▶ Text:
━━━━
A study published by Cell Press on January 22nd in Chemistry Biology identifies a drug candidate called DBIBB that increases the survival of mice suffering from radiation syndrome, even when treatment started three days after radiation exposure. The findings suggest that DBIBB shows promise for becoming the first drug capable of treating acute radiation syndrome caused by the high levels of radiation released by nuclear explosions.
“The 21st Century has presented humankind with unforeseen challenges, including the possibility of radiation terrorism,” said senior study author Gábor Tigyi, a professor of physiology at the University of Tennessee Health Science Center (UTHSC). “We hope that the scientific community and our efforts will provide protection through medical countermeasures against the harmful effects of ionizing radiation and also help humans to benefit from the useful effects of nuclear technology.”
━━━━
[Image-grounded pointing data]

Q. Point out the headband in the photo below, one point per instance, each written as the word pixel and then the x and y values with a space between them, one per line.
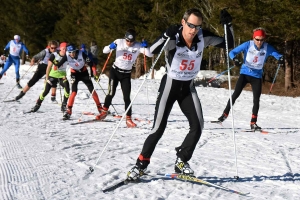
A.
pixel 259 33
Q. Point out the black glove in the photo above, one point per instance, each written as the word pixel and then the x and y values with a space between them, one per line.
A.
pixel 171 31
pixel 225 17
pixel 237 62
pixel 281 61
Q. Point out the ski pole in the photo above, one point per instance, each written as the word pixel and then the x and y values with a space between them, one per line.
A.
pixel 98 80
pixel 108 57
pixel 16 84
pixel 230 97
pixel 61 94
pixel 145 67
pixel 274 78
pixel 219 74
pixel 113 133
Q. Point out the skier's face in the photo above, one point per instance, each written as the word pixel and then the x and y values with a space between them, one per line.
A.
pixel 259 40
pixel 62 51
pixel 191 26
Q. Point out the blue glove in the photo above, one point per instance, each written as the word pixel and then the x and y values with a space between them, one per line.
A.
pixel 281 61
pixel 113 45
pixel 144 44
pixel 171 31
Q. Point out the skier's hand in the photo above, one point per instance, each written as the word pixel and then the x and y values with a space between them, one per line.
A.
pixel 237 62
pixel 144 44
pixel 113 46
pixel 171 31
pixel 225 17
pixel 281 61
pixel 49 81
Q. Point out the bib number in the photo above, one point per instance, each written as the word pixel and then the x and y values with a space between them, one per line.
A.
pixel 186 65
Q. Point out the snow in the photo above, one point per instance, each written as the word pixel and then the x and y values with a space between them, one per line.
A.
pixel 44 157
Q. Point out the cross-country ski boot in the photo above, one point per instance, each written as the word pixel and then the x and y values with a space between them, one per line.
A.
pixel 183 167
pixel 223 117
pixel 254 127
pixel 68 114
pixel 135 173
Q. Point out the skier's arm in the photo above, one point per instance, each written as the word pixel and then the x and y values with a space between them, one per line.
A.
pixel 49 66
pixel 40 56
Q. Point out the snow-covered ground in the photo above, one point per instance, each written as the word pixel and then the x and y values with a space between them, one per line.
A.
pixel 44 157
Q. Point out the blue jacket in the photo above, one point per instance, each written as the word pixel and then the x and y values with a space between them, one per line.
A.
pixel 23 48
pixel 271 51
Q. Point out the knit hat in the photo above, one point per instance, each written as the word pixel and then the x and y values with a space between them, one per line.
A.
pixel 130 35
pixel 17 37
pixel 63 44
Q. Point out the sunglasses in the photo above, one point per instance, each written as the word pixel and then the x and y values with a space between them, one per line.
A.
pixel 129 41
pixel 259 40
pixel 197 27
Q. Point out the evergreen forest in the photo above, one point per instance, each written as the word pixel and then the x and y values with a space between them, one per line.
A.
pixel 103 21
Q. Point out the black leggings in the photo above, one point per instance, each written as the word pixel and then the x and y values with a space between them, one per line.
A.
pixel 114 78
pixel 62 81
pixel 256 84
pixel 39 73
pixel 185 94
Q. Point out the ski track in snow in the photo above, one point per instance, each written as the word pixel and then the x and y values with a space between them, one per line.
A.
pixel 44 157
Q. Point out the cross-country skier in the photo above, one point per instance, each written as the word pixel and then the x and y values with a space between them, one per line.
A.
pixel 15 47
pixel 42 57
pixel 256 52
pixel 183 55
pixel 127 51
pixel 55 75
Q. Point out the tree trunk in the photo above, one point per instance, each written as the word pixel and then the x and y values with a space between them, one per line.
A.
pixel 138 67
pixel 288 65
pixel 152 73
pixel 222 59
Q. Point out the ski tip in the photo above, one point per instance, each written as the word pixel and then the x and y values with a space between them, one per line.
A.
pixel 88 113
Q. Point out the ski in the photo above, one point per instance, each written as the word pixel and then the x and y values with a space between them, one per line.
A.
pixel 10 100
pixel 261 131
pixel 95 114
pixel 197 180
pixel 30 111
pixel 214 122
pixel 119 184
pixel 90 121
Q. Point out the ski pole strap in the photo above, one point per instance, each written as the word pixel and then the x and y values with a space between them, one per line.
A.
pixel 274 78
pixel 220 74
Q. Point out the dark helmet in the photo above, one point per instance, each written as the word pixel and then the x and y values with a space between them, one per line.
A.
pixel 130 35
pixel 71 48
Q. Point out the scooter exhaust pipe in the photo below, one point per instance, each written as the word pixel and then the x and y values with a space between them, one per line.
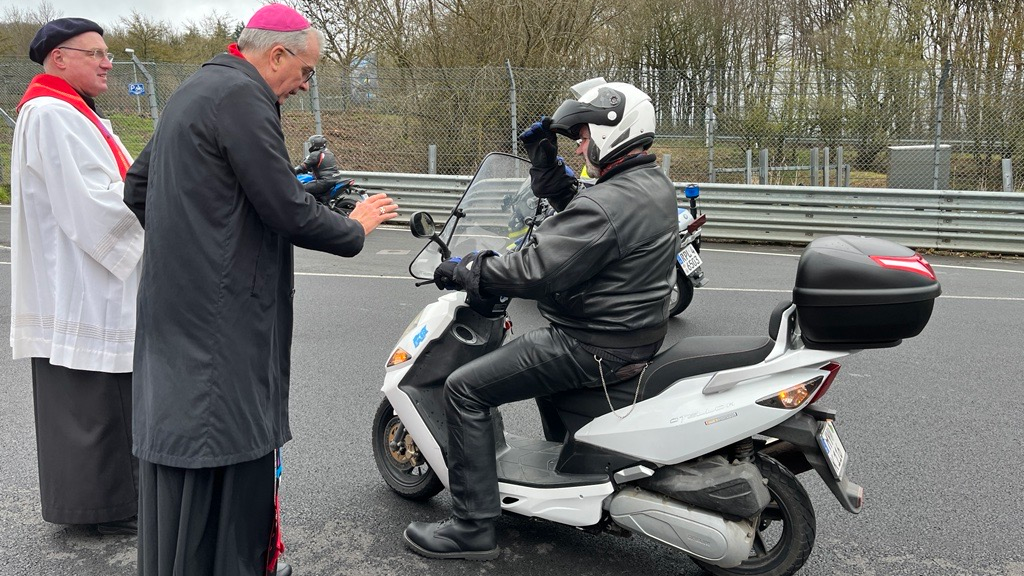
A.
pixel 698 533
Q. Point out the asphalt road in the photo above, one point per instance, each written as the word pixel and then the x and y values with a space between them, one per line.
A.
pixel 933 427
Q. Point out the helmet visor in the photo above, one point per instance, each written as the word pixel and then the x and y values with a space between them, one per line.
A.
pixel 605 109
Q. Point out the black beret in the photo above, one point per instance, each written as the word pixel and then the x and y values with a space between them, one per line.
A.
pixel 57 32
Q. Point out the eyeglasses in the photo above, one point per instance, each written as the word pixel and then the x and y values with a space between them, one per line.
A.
━━━━
▶ Required work:
a. According to the article on DBIBB, how long after radiation exposure could treatment begin and still increase the survival of mice?
b. List every organization or publication named in the article on DBIBB.
c. Extend the article on DBIBB with the paragraphs that would come after its final sentence.
The material is not needed for any of the work here.

▶ Answers given:
a. Three days after radiation exposure.

b. Cell Press, Chemistry Biology, and the University of Tennessee Health Science Center (UTHSC).

c.
Nuclear explosions can expose humans to high levels of ionizing radiation, which can cause cell death and organ injury due to DNA damage. Although some agents tested by the military can provide some protection against radiation sickness when taken prior to radiation exposure, no approved drug is effective when taken after radiation exposure.
In previous studies, Tigyi and his collaborators found that a molecule called lysophosphatidic acid (LPA), which is naturally generated during the course of blood clotting, activates the LPA2 receptor to protect against radiation-induced cell death. The researchers also previously identified an LPA-like compound that protected mice from radiation-induced death, but it did not specifically target the LPA2 receptor or possess the desired drug-like potency required for clinical use.
To overcome this hurdle, Tigyi and his team developed a computational model of the LPA2 binding site and refined their previously identified compound into a more potent and specific activator of the LPA2 receptor, which is abundantly expressed in the most radiation-sensitive types of cells in mammalian tissues. The resulting compound, called DBIBB, protected mouse embryonic skin cells from radiation-induced DNA damage and enhanced the survival of radiation-exposed blood cells, intestinal cells, and other types of cells from mice and humans. Moreover, 93% of mice that were treated with DBIBB three days after radiation exposure remained alive 30 days later, compared with only 20% of mice that were not treated with the drug candidate.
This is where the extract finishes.